# PAGE EXCERPT:
A recent review published by Canadian researchers on benefits for generalised anxiety disorder, involving more than 12,000 people, found that SSRIs were 41 per cent more effective than a sugar pill. Importantly, there was no difference in dropout rate between the groups, or the incidence of agitation while on the meds.
Kingston’s case is more complex than some headlines would have you believe. Firstly, there were several drugs involved, with switches between medications seemingly taking place over a relatively short period of time.
I didn’t attend the inquest, so it is difficult to ascertain exactly which medication he was prescribed, and in what order. But reports state that he was first given the SSRI sertraline, along with the sleeping tablet zopiclone (which GPs tell me are rarely prescribed these days due to their addictive quality). A while later he retuned to the GP and said the pills were making him feel very anxious. He was switched to another SSRI, citalopram, and the sedative diazepam. It was reported that, in the days before his death, he had ‘not long’ stopped taking the antidepressants.
It is well known within medical circles that stopping an SSRI suddenly is risky. Guidance written for GPs – and patient information leaflets – warn never to go cold turkey, advising a gradual ‘tapering’ off the medication. Mr Kingston’s method of stopping the medication is not clear. The length of the initial period of sertraline is also unclear from reports; it is well known that all SSRIs can make you feel worse for the first few months, before you feel an improvement.
Clearly, with four different mind-altering medications in his system, Mr Kingston should have been monitored a lot more closely. Arguably, as has previously been suggested, all patients who begin a prescription should be. In my experience, the first few weeks can be brutal. But crucially, in most cases, patients get better.
I strongly disagree with the primary demand made by Mr Kingston’s parents – the introduction of a consent form listing possible side effects including suicide, which everyone who takes an SSRI should sign.
The most pressing problem with antidepressant prescription in the UK is that not enough people who stand to benefit are taking them. One 2023 study found that around a quarter of all British adults have undiagnosed anxiety or depression. That means nearly five million could be suffering in silence, forgoing treatment that could vastly improve their lives. In short, we don’t need another reason to scare people off antidepressants.
There’s also the risk of the nocebo effect, which I fell victim too. Several trials have found that, if patients expect to suffer a certain side effect after taking antidepressants, they are more likely to report it. Studies consistently see that those in the placebo group report the same side effects as people in the antidepressant group, even if they’re not taking the pill.
A 2019 Australian study illustrates this perfectly. The researchers looked at patients’ experiences of taking the antidepressant venlafaxine following (false) news reports that the latest formulation of the medication was less effective and causing side effects. They found a significant increase in patients’ reports of the exact side effects – including suicidal thoughts - mentioned in the scaremongering stories in the months after the furore. The investigators also noted a jump in the number of patients who said they thought the pills were no longer effective.
People with mental health problems are uniquely vulnerable to media messaging. The disturbed brain latches on to sabotage, in any form available – especially those that hinder recovery.
My final point is one that didn’t go down very well on Twitter. Still, I think it’s necessary. I was fascinated by the speed at which commentators honed in on antidepressants as the demon in this story, neglecting the actual and direct cause of death: a shotgun wound to the head. None of the outrage was reserved for the legislation that allows people in this country to own a lethal weapon.
The jury is still out on whether or not antidepressants cause fatalities. The same cannot be said for firearms, as far as I know.

# PROVIDED DATA:
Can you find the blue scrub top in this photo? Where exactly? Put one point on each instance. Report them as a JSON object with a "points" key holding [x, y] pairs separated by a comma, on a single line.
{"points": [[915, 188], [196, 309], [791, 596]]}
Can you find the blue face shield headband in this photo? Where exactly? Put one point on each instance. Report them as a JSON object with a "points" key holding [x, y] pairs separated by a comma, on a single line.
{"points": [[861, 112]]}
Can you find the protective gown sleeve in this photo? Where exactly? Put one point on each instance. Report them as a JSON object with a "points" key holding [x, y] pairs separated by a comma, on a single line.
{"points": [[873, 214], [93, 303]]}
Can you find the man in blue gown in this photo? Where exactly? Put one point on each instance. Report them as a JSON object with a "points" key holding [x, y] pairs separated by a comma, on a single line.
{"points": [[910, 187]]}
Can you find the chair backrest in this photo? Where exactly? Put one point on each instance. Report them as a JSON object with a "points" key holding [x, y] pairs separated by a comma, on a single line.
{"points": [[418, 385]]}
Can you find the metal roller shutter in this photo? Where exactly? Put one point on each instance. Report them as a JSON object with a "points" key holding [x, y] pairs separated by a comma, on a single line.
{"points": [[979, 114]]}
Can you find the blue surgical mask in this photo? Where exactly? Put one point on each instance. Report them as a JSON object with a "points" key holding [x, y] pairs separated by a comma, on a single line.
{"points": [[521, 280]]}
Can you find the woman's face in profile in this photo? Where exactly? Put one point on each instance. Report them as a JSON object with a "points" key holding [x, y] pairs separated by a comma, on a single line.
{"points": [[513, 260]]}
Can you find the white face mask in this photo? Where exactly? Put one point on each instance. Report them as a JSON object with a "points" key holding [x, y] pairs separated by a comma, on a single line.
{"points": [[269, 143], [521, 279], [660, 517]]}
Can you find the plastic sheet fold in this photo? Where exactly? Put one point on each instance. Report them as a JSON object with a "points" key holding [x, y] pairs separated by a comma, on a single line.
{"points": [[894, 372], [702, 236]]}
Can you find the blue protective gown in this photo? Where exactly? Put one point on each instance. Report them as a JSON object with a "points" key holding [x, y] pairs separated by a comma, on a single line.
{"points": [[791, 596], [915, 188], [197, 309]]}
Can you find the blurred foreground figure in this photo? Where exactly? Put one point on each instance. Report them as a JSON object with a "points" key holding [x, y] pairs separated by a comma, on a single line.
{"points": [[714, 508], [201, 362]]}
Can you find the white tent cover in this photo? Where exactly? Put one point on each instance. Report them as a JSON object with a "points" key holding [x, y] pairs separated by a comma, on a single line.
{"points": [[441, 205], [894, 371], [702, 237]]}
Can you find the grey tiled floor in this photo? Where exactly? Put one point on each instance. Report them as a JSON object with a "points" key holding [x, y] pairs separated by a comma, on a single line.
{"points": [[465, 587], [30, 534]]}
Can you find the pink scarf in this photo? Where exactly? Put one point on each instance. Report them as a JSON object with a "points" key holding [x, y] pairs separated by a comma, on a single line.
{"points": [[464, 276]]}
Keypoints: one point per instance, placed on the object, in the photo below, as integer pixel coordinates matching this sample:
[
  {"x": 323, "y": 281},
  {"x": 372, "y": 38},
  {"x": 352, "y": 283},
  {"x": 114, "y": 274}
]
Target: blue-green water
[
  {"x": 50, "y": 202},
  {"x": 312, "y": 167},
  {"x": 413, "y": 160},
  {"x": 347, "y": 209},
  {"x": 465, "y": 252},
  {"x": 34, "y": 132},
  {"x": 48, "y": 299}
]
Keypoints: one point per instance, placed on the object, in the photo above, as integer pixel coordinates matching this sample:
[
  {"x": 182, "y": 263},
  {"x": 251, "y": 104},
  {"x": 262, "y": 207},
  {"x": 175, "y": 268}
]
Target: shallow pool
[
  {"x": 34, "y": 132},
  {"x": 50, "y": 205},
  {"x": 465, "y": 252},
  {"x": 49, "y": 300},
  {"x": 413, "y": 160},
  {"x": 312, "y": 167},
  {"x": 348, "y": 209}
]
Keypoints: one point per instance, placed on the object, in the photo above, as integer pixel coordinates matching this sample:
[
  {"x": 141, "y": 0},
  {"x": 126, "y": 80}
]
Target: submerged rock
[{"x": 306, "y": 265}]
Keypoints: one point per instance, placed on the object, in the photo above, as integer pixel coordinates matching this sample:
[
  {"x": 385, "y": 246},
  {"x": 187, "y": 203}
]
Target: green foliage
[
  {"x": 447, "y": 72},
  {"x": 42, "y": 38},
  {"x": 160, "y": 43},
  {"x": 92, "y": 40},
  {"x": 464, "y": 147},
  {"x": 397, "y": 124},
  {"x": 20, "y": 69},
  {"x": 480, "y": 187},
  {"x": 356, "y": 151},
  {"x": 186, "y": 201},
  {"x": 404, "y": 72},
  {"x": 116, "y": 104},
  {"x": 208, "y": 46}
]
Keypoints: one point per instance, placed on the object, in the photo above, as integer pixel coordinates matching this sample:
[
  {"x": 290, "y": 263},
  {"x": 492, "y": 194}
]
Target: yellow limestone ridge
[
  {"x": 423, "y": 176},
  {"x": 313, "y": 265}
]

# TASK 1:
Which medications does the article on antidepressants name specifically?
# TASK 2:
In the review by Canadian researchers that the article on antidepressants describes, how much more effective than a sugar pill were SSRIs?

# TASK SOLUTION 1:
Sertraline, zopiclone, citalopram, diazepam, venlafaxine

# TASK SOLUTION 2:
They were 41 percent more effective.